→ **Text excerpt**:
Broderick ensures that we get a picture of Feynman's quirky personality, the very embodiment of the Scientific Method and iconoclastic clowning. But, the focus is clearly on his growing love for Aline, their marriage, and their life together.
The film has a little more science than most Americans are comfortable with, but it's not overwhelming, and it serves to illuminate the relationship between Richard and Aline.
Lovely overlooked story 
2008-09-18 - The first time I saw Dr. Richard Feynman was when he was demonstrating why the space shuttle "Challenger" blew up with a rubber ring and a glass of ice water. He amazed me then.
I didn't actually think about Dr. Feynman's life until I saw "Infinity" available. Matthew Broderick, who both plays Feynman in the film and directs it. According to Feynman, he thought of the time depicted in this film as a romance, but it was also time where everything changed in the country.

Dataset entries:
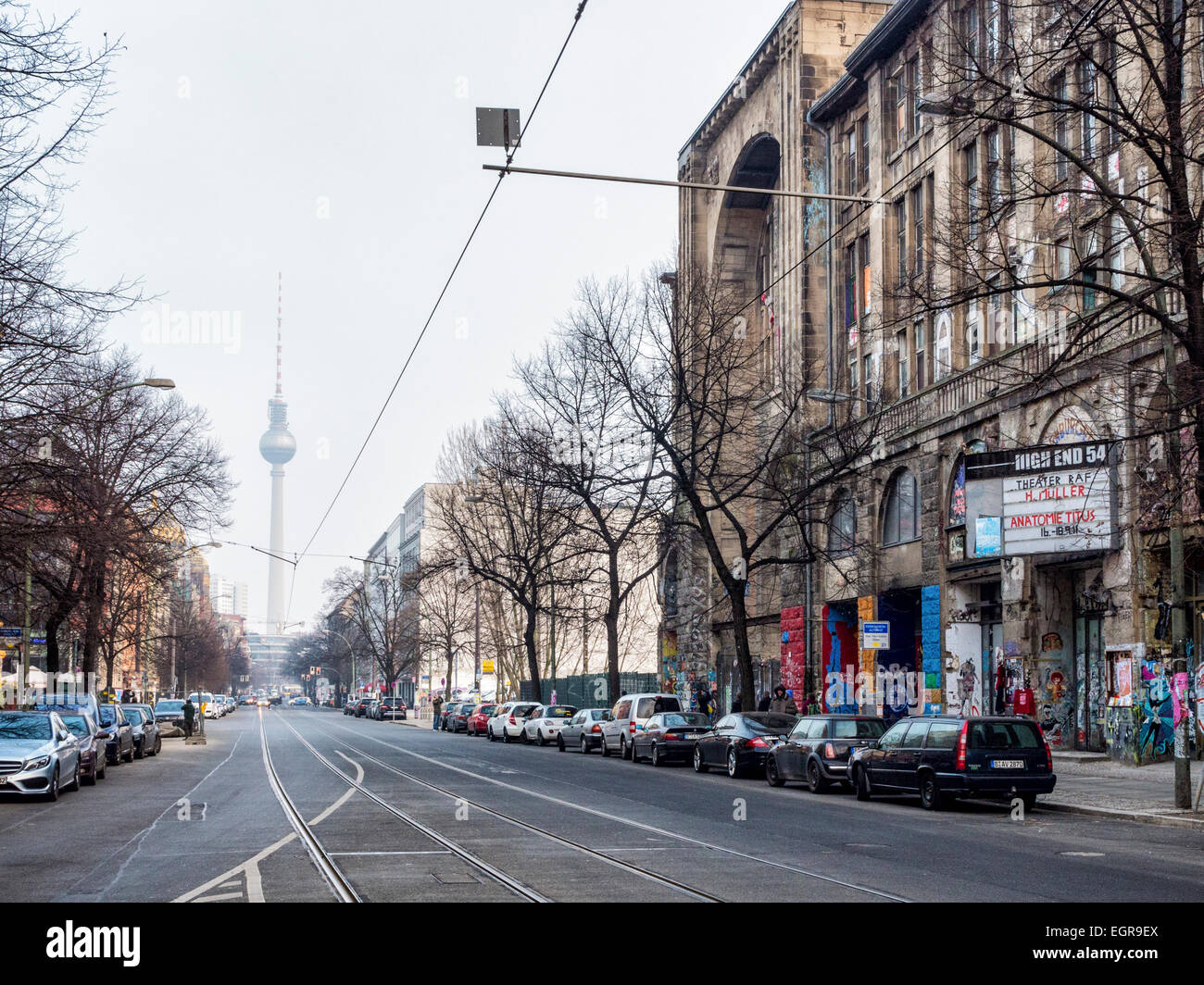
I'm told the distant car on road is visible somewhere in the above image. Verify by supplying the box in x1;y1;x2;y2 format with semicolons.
522;704;577;745
849;716;1057;810
631;712;710;766
557;708;610;753
0;705;82;801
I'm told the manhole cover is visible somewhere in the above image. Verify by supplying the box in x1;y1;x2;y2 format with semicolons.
431;872;481;886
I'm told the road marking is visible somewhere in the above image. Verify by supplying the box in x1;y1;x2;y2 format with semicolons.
171;727;364;904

→ **Work item**: Rewrite the stretch of the film review above from "Lovely overlooked story" through "amazed me then.", replacing "amazed" with "astonished".

→ **Result of this task**:
Lovely overlooked story 
2008-09-18 - The first time I saw Dr. Richard Feynman was when he was demonstrating why the space shuttle "Challenger" blew up with a rubber ring and a glass of ice water. He astonished me then.